Gestellte Aufgaben =
#1 Von wo aus operieren die Taliban laut dem Text über den Kampf gegen die Taliban?
#2 Gib aus dem Text über den Kampf gegen die Taliban die Stelle von „3. Die Rahmenbedingungen“ bis „nachhaltig bekämpft werden.“ wortgetreu wieder.
#3 Schreibe den Text über den Kampf gegen die Taliban im Anschluss an seinen letzten Satz weiter.

Dokument =

------------------------------

3. Die Rahmenbedingungen für einen erfolgreichen Kampf gegen die Terroristen müssen verbessert werden. Da die Taliban aus der Mitte der Bevölkerung operieren, müssen alle Maßnahmen der Bekämpfung der radikalen Islamisten begleitet werden durch vertrauensbildende Unterstützungsleistungen für die Bevölkerung. Außerdem müssen Korruption, Drogenhandel und Verbrecherbanden, die weiterhin das alltägliche Leben in vielen Regionen bestimmen und die Operationen der Taliban begünstigen sowie finanzieren, nachhaltig bekämpft werden.

4. Die Spezialkräfte der internationalen Staatengemeinschaft sollten bis 2014 mit allen zulässigen Mitteln und nach allen Regeln der militärischen Kunst Talibanstrukturen zerschlagen und so einen Beitrag zur Verbesserung der Verhandlungsbereitschaft der Taliban leisten. Die Soldaten des KSK, die in der Task Group 47 zur Terrorbekämpfung in Nordafghanistan beitragen, sollten für eine erfolgreiche Auftragserfüllung angemessen ausgerüstet werden und keinen Einsatzbeschränkungen unterliegen. Wenn deutsche Soldaten an einem „nichtinternationalen bewaffneten Konflikt“ – allerdings mit internationaler Beteiligung - beteiligt sind, dann sollten sie unter solchen kriegsähnlichen Zuständen militärische Mittel im Rahmen der jeweiligen Befehlslage nach Maßgabe des Rechts des bewaffneten Konflikts anwenden dürfen. Dazu gehört auch das gezielte Töten von Taliban.

------------------------------

Auszüge aus Zeigedaten
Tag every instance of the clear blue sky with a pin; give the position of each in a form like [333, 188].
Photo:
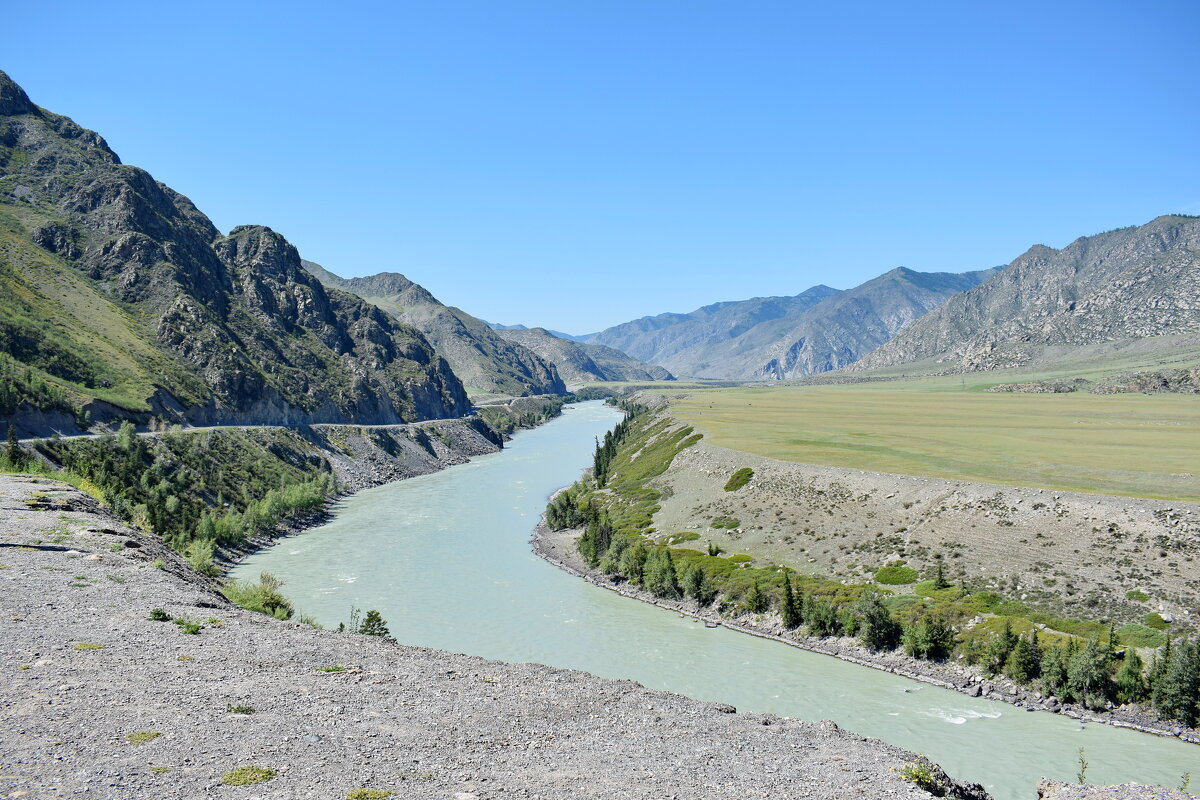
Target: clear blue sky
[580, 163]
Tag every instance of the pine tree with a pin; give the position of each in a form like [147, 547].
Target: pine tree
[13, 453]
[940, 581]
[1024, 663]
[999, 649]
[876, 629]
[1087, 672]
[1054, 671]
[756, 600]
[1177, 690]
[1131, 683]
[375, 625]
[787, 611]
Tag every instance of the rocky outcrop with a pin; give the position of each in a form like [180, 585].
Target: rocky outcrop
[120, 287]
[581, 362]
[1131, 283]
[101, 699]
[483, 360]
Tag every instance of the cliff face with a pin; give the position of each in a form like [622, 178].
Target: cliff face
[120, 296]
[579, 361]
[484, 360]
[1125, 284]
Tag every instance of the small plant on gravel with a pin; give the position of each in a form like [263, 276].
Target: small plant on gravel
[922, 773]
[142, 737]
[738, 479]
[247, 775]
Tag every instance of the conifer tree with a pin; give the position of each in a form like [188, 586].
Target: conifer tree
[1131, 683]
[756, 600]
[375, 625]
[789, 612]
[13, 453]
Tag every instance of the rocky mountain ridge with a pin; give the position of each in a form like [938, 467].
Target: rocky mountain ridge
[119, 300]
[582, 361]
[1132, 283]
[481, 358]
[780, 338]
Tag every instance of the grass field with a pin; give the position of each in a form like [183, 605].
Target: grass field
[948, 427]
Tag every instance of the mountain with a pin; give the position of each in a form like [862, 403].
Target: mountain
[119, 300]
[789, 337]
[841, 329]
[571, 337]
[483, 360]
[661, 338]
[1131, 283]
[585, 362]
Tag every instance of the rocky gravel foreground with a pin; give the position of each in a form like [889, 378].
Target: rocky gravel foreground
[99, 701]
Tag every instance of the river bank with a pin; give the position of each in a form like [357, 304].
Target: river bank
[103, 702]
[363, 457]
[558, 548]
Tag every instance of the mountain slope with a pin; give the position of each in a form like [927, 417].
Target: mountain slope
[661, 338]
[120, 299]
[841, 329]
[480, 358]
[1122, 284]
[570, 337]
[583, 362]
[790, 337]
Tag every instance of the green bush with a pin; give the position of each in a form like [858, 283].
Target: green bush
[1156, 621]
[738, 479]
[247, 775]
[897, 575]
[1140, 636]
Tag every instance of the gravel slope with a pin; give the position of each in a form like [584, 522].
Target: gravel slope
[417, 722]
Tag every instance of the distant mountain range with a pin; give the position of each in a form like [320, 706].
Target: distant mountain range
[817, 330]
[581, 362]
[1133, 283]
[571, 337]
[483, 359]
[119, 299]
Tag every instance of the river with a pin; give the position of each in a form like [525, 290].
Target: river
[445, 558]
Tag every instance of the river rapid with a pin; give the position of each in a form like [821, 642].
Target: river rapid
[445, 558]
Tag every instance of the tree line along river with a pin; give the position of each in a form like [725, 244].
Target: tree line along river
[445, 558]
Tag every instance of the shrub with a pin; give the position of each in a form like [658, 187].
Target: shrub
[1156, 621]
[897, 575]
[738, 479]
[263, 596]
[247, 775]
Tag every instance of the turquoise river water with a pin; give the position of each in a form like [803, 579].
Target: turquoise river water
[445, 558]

------------------------------

Lösungen =
#1 Aus der Mitte der Bevölkerung.

#2
3. Die Rahmenbedingungen für einen erfolgreichen Kampf gegen die Terroristen müssen verbessert werden. Da die Taliban aus der Mitte der Bevölkerung operieren, müssen alle Maßnahmen der Bekämpfung der radikalen Islamisten begleitet werden durch vertrauensbildende Unterstützungsleistungen für die Bevölkerung. Außerdem müssen Korruption, Drogenhandel und Verbrecherbanden, die weiterhin das alltägliche Leben in vielen Regionen bestimmen und die Operationen der Taliban begünstigen sowie finanzieren, nachhaltig bekämpft werden.

#3
5. ISAF sollte ein Konzept für die Terroristenbekämpfung für ganz Afghanistan bis 2014 sowie danach erarbeiten und dann gemeinsam nach diesem Konzept handeln. Erst wenn alle gemeinsam wissen, was in der Terrorbekämpfung landesweit in Afghanistan zu leisten ist, und dementsprechend Spezialkräfte eingesetzt werden, können die "Frontlinien im Kampf gegen den Terrorismus" nach 2014 für die afghanischen Sicherheitskräfte kurz gehalten werden.

Der ISAF-Oberbefehlshaber John Allen hat angekündigt, dass angesichts der Truppenreduzierung „Antiterror-Operationen, insbesondere diese Art der Spezialeinsätze, eine prominente Rolle spielen werden“. Wenn Antiterror-Operationen nicht nur prominent sondern auch wirksam und erfolgreich sein sollen, dann kann man nicht früh genug anfangen, die für verstärkte Operationen erforderlichen Kräfte verfügbar zu machen und effektiv einzusetzen.